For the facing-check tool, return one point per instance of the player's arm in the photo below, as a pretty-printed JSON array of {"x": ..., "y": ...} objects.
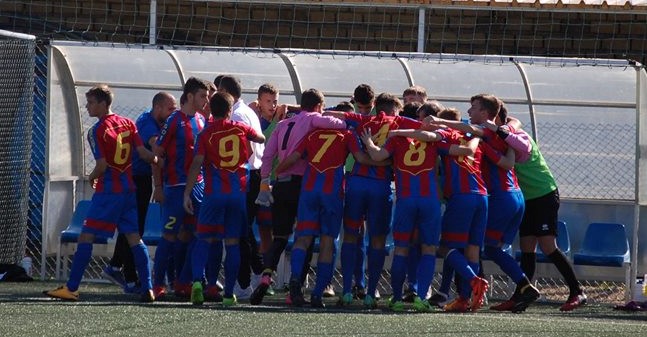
[
  {"x": 475, "y": 130},
  {"x": 257, "y": 138},
  {"x": 328, "y": 122},
  {"x": 365, "y": 159},
  {"x": 514, "y": 123},
  {"x": 288, "y": 161},
  {"x": 270, "y": 152},
  {"x": 192, "y": 176},
  {"x": 466, "y": 150},
  {"x": 376, "y": 152},
  {"x": 283, "y": 109},
  {"x": 100, "y": 167},
  {"x": 505, "y": 162},
  {"x": 418, "y": 134},
  {"x": 516, "y": 140},
  {"x": 337, "y": 114}
]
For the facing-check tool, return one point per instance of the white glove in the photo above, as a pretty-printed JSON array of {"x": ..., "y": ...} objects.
[{"x": 265, "y": 194}]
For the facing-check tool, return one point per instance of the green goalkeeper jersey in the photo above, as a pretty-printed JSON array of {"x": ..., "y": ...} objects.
[{"x": 534, "y": 176}]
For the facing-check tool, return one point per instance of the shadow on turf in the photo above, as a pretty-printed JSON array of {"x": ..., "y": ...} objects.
[{"x": 105, "y": 296}]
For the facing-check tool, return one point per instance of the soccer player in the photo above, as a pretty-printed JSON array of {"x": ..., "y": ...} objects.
[
  {"x": 176, "y": 144},
  {"x": 222, "y": 149},
  {"x": 369, "y": 196},
  {"x": 364, "y": 100},
  {"x": 415, "y": 93},
  {"x": 430, "y": 108},
  {"x": 410, "y": 110},
  {"x": 417, "y": 207},
  {"x": 539, "y": 224},
  {"x": 284, "y": 196},
  {"x": 249, "y": 255},
  {"x": 149, "y": 125},
  {"x": 321, "y": 207},
  {"x": 270, "y": 112},
  {"x": 505, "y": 201},
  {"x": 114, "y": 205}
]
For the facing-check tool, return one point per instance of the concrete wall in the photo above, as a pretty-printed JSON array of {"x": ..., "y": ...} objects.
[{"x": 540, "y": 30}]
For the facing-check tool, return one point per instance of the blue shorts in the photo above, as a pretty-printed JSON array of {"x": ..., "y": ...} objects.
[
  {"x": 421, "y": 213},
  {"x": 319, "y": 214},
  {"x": 464, "y": 220},
  {"x": 173, "y": 213},
  {"x": 505, "y": 213},
  {"x": 222, "y": 216},
  {"x": 110, "y": 211},
  {"x": 370, "y": 199}
]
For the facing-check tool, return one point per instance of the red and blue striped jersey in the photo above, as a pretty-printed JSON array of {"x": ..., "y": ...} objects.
[
  {"x": 114, "y": 138},
  {"x": 496, "y": 178},
  {"x": 462, "y": 174},
  {"x": 225, "y": 147},
  {"x": 379, "y": 125},
  {"x": 325, "y": 150},
  {"x": 415, "y": 167},
  {"x": 177, "y": 139}
]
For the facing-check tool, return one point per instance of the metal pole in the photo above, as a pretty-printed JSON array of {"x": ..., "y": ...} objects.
[
  {"x": 421, "y": 30},
  {"x": 152, "y": 39}
]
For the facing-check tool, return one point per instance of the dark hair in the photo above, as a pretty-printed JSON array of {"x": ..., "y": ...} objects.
[
  {"x": 503, "y": 113},
  {"x": 220, "y": 104},
  {"x": 431, "y": 108},
  {"x": 193, "y": 85},
  {"x": 388, "y": 103},
  {"x": 363, "y": 94},
  {"x": 415, "y": 90},
  {"x": 410, "y": 110},
  {"x": 160, "y": 97},
  {"x": 216, "y": 81},
  {"x": 267, "y": 88},
  {"x": 102, "y": 93},
  {"x": 451, "y": 114},
  {"x": 345, "y": 106},
  {"x": 489, "y": 103},
  {"x": 231, "y": 85},
  {"x": 310, "y": 98}
]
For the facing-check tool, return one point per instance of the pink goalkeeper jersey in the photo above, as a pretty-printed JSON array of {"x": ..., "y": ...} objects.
[{"x": 287, "y": 136}]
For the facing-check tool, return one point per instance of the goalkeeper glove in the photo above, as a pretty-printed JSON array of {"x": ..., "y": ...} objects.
[{"x": 265, "y": 194}]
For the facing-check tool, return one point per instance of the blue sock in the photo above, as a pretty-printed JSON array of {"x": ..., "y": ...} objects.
[
  {"x": 79, "y": 263},
  {"x": 199, "y": 257},
  {"x": 413, "y": 261},
  {"x": 398, "y": 270},
  {"x": 297, "y": 259},
  {"x": 426, "y": 270},
  {"x": 348, "y": 257},
  {"x": 506, "y": 262},
  {"x": 186, "y": 274},
  {"x": 447, "y": 277},
  {"x": 232, "y": 266},
  {"x": 160, "y": 265},
  {"x": 375, "y": 265},
  {"x": 179, "y": 256},
  {"x": 140, "y": 255},
  {"x": 360, "y": 275},
  {"x": 324, "y": 276},
  {"x": 214, "y": 261},
  {"x": 466, "y": 287},
  {"x": 458, "y": 261}
]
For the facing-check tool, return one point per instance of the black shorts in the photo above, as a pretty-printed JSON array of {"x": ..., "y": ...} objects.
[
  {"x": 540, "y": 217},
  {"x": 254, "y": 187},
  {"x": 284, "y": 209}
]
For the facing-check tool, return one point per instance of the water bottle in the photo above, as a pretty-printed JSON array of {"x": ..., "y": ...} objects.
[{"x": 25, "y": 263}]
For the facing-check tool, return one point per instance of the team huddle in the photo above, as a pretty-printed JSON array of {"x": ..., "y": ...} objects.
[{"x": 222, "y": 170}]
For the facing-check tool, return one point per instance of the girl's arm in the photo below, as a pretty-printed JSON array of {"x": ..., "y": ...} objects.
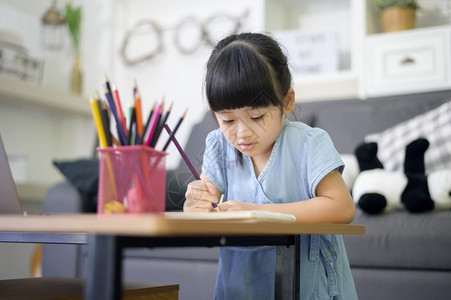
[
  {"x": 333, "y": 203},
  {"x": 200, "y": 195}
]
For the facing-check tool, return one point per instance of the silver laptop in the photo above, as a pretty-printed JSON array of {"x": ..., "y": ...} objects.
[{"x": 9, "y": 199}]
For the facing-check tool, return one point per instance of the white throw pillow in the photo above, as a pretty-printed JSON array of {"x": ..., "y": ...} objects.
[{"x": 434, "y": 125}]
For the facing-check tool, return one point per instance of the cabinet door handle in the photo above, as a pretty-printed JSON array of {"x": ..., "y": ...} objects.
[{"x": 407, "y": 61}]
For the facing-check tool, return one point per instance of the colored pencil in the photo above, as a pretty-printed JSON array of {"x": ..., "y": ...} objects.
[
  {"x": 161, "y": 124},
  {"x": 98, "y": 122},
  {"x": 132, "y": 120},
  {"x": 121, "y": 132},
  {"x": 103, "y": 109},
  {"x": 146, "y": 127},
  {"x": 138, "y": 113},
  {"x": 154, "y": 123},
  {"x": 117, "y": 101},
  {"x": 175, "y": 130}
]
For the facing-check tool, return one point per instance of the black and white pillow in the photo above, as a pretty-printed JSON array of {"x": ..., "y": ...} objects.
[{"x": 434, "y": 125}]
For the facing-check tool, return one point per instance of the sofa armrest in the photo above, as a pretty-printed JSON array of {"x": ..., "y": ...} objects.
[{"x": 63, "y": 197}]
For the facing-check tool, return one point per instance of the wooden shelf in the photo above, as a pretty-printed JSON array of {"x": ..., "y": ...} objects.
[{"x": 22, "y": 93}]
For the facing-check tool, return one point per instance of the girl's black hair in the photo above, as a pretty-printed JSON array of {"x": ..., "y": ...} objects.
[{"x": 247, "y": 69}]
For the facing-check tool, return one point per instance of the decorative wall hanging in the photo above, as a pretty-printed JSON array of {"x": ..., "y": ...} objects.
[{"x": 205, "y": 31}]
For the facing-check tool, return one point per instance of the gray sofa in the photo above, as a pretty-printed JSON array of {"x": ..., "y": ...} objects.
[{"x": 401, "y": 256}]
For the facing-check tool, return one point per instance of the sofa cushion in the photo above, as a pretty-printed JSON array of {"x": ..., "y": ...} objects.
[
  {"x": 84, "y": 175},
  {"x": 435, "y": 125},
  {"x": 401, "y": 240}
]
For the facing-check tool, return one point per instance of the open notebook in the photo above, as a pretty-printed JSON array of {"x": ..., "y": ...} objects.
[
  {"x": 245, "y": 215},
  {"x": 9, "y": 199}
]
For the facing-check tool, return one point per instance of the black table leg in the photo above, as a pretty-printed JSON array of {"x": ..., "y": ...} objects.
[
  {"x": 288, "y": 271},
  {"x": 104, "y": 268},
  {"x": 297, "y": 267}
]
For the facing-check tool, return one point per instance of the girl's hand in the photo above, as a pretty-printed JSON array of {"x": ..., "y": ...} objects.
[
  {"x": 233, "y": 205},
  {"x": 200, "y": 196}
]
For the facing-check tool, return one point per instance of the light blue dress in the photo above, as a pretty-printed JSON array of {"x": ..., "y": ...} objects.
[{"x": 301, "y": 157}]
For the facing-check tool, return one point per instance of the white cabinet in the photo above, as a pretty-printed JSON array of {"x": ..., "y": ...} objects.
[
  {"x": 39, "y": 125},
  {"x": 344, "y": 19},
  {"x": 370, "y": 63},
  {"x": 407, "y": 62}
]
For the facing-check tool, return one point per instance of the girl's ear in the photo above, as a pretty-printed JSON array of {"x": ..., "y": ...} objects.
[{"x": 289, "y": 101}]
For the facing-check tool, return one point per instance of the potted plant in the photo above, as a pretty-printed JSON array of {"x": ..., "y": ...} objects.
[
  {"x": 73, "y": 21},
  {"x": 397, "y": 15}
]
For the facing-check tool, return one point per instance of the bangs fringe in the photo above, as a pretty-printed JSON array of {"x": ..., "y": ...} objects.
[{"x": 241, "y": 78}]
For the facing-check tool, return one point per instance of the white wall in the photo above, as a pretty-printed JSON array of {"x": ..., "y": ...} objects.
[{"x": 175, "y": 76}]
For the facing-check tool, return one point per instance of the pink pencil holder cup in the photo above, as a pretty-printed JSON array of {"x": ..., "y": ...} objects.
[{"x": 132, "y": 179}]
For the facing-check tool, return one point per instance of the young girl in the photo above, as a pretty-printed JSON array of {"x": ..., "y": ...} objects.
[{"x": 259, "y": 160}]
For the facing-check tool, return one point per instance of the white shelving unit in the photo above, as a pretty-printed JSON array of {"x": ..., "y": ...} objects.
[
  {"x": 14, "y": 91},
  {"x": 345, "y": 18}
]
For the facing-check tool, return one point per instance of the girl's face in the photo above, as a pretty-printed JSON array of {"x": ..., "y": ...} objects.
[{"x": 253, "y": 131}]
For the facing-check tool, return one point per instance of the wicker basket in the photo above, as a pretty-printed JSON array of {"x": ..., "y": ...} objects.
[{"x": 398, "y": 18}]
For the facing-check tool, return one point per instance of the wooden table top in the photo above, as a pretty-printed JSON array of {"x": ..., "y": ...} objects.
[{"x": 157, "y": 225}]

========

EXERCISE
Reproduce word for word everything in the records from the line containing "the girl's ear" down to the final line.

SOLUTION FOR THIS EXERCISE
For the facing-check tool, return one point per instance of the girl's ear in the photo above, as a pretty-printed JSON array of {"x": ..., "y": ...} objects.
[{"x": 289, "y": 101}]
For the facing-check tool, return one point per instance of the potted plant in the photo above, as a pretty-printed JSON array of {"x": ..., "y": ...} objects.
[
  {"x": 73, "y": 21},
  {"x": 397, "y": 15}
]
For the facing-check tool, return one point per instance of the bangs fringe in the photo above, as a pretty-printed JSON array of {"x": ..., "y": ...} objects.
[{"x": 241, "y": 78}]
For the facing-check tool, return one point per instance of the white wall in the photo above, as a pretty-printed JSON array of {"x": ..., "y": ...} objects.
[{"x": 175, "y": 76}]
For the facing-check tool, return one point per instance of the pink pencil holder cup in the photo above, as a pretty-printed JSON array of {"x": ..., "y": ...} objects.
[{"x": 132, "y": 179}]
For the facing-check tool, return one point per instance of the young girl in the photo above, as a pretty-printed JSON array of {"x": ..., "y": ...} objects.
[{"x": 259, "y": 160}]
For the facing-check tool, return one point per instance of the white shelving unit in the photo above, as a pretty-printed JSON array of {"x": ..., "y": ...} objects.
[
  {"x": 14, "y": 91},
  {"x": 345, "y": 18}
]
For the facing-check tool, return one point per instance of the girl's face in the photo above, as a pretty-printed JSON array of {"x": ..., "y": ...} objects.
[{"x": 253, "y": 131}]
For the facing-check tool, return one point per instance of the wicker basket in the photo above, as a pretty-printed JSON array of {"x": ..., "y": ...} objects.
[{"x": 398, "y": 18}]
For the facing-check tool, return one point per instance of the wooden table top in the photo above, as a pretty-printed JSON array of {"x": ..., "y": ...} objects.
[{"x": 157, "y": 225}]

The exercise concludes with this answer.